Top of Given passage

A man who died after a series of telephone appointments should have had an urgent face-to-face consultation, a GP expert has told a coroner.
David Nash, 26, had four phone consultations with a GP practice over a 19-day period in October and November 2020, an inquest in Wakefield was told on Monday. Mr Nash's condition deteriorated dramatically after the final consultation on November 2.
He was taken to hospital by ambulance after a series of NHS 111 calls, but died two days later. It was later found that he had developed mastoiditis in his ear which caused an abscess on his brain, leading to his death.
Abigail Combes, assistant coroner, read a statement from GP expert Alastair Bint, who said a nurse should have organised an urgent in-patient appointment after Mr Nash's fourth telephone consultation. However, Dr Bint said he did not criticise the remote nature of Mr Nash's first three consultations.
A face-to-face appointment, which is likely to have led to a hospital admission, could have saved his life, he concluded.

Bottom of Given passage

§ **Work request 1**:
Decide whether each statement agrees with the inquest report. Answer yes or no, and quote the words from the report that settle it.
(a) Mr Nash had four phone consultations over a 19-day period.
(b) Dr Bint criticized the remote nature of Mr Nash's first three consultations.
(c) Mr Nash died on the day he was taken to hospital.
§ **Work request 2**:
Answer these questions using facts from the inquest report.
(a) In what place was the inquest held?
(b) Who read out the statement from the GP expert?
(c) What condition did Mr Nash develop in his ear?
§ **Work request 3**: Write the next part of the inquest report, starting after its last sentence.

Top of Data for review

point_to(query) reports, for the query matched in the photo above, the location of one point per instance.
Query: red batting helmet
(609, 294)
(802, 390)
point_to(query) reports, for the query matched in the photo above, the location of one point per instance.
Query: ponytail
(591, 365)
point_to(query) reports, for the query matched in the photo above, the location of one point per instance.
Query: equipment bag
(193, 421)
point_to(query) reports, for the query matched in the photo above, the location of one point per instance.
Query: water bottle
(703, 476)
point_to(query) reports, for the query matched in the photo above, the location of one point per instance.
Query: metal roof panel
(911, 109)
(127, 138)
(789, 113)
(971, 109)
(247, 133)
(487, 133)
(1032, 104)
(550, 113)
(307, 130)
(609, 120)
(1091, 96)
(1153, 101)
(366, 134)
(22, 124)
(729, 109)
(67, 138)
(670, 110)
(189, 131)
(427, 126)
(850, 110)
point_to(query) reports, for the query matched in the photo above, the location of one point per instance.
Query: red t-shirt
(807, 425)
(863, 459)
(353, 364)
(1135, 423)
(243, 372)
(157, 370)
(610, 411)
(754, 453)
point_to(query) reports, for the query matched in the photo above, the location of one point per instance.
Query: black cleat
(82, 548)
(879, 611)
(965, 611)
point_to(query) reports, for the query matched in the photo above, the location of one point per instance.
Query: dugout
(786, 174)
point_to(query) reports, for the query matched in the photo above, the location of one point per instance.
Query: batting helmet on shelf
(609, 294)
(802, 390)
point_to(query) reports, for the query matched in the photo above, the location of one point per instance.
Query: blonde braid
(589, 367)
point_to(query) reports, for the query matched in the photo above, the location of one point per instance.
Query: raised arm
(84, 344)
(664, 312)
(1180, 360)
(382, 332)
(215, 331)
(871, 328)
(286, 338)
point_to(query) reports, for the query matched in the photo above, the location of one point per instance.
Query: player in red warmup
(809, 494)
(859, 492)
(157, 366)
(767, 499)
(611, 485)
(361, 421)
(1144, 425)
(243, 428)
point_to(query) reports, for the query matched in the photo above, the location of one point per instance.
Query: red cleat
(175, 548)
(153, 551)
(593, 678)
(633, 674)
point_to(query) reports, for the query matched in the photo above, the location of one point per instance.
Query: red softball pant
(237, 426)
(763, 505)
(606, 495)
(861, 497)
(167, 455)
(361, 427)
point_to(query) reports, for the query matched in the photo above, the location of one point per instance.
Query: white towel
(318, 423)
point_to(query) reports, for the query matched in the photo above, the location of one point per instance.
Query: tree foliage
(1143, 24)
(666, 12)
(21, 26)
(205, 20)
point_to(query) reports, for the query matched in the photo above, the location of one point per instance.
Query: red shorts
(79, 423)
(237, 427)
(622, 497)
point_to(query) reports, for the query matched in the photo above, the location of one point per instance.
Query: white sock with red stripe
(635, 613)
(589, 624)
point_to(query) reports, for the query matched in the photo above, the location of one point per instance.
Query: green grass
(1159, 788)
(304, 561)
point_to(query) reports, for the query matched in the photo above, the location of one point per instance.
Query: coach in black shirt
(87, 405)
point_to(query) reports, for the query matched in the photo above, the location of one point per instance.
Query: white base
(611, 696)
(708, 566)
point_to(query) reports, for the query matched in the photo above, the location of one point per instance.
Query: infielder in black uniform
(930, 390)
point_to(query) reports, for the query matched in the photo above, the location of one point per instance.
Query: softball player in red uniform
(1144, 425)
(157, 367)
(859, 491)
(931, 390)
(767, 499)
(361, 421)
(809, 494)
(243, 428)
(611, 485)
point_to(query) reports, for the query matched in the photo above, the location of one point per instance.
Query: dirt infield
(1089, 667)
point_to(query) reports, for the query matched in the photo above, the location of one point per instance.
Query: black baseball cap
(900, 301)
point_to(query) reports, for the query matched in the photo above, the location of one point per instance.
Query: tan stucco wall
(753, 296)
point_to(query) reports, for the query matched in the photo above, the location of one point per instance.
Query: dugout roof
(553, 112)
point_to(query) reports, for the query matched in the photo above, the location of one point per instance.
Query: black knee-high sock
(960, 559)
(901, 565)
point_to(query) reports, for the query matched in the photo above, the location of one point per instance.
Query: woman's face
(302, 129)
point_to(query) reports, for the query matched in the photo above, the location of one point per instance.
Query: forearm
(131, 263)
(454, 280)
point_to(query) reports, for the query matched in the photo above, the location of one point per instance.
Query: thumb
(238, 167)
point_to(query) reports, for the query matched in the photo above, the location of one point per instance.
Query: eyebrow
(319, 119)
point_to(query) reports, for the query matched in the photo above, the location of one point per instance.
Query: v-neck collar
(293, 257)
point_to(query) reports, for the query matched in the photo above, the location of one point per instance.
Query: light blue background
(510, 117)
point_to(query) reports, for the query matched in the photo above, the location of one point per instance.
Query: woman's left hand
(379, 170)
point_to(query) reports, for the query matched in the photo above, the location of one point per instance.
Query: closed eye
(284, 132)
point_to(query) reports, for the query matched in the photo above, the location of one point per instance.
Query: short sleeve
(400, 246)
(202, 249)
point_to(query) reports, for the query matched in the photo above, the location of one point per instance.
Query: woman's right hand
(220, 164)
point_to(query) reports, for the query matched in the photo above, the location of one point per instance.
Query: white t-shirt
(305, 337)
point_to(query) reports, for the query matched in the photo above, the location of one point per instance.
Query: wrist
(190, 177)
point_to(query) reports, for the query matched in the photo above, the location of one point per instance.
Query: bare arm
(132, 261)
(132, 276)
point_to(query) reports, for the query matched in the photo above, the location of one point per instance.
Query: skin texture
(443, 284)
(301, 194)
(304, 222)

Bottom of Data for review

§ **Exercise output 1**:
(a) Yes: "had four phone consultations with a GP practice over a 19-day period"
(b) No: "he did not criticise the remote nature of Mr Nash's first three consultations"
(c) No: "but died two days later"

§ **Exercise output 2**:
(a) Wakefield
(b) Abigail Combes, assistant coroner
(c) Mastoiditis

§ **Exercise output 3**:
In her evidence, read to the court, advanced nurse practitioner Lynne White said she accepted that when she told Mr Nash on November 2 "you're sounding like you're feeling a bit sorry for yourself, are you feeling a bit rotten", it appeared now as if she was being dismissive. But she insisted she was simply reflecting that the patient seemed unwell.
Dr Bint said Mr Nash's presentation of fever, neck stiffness and night-time headaches were "red flags" and the nurse's diagnosis of a flu-like virus was "not safe". He said: "This was a patient that needed to be seen in person."
The GP expert said it required "an urgent face-to-face assessment that morning". He added: "Had he been seen in-person, it seems likely to me he would've been admitted to hospital."
Dr Bint's report stressed that the NHS was dealing with an unprecedented situation at the time, during the pandemic, and that NHS England advice was for GP patients to be seen remotely in most cases. He noted that the patient would have been in hospital 10 hours earlier but it was for a neurosurgical expert to comment on whether the outcome would have been different.
Mr Nash's parents, Andrew and Anne Nash, from Nantwich, Cheshire, have campaigned to find out whether the mastoiditis would have been identified and easily treated with antibiotics if their son had undergone a face-to-face examination earlier.
They have described how Mr Nash had five "shambolic" calls on November 2 with the NHS 111 system before being taken to St James's Hospital in Leeds by ambulance, in a confused state, where he fell when he was left alone, causing an injury to his head.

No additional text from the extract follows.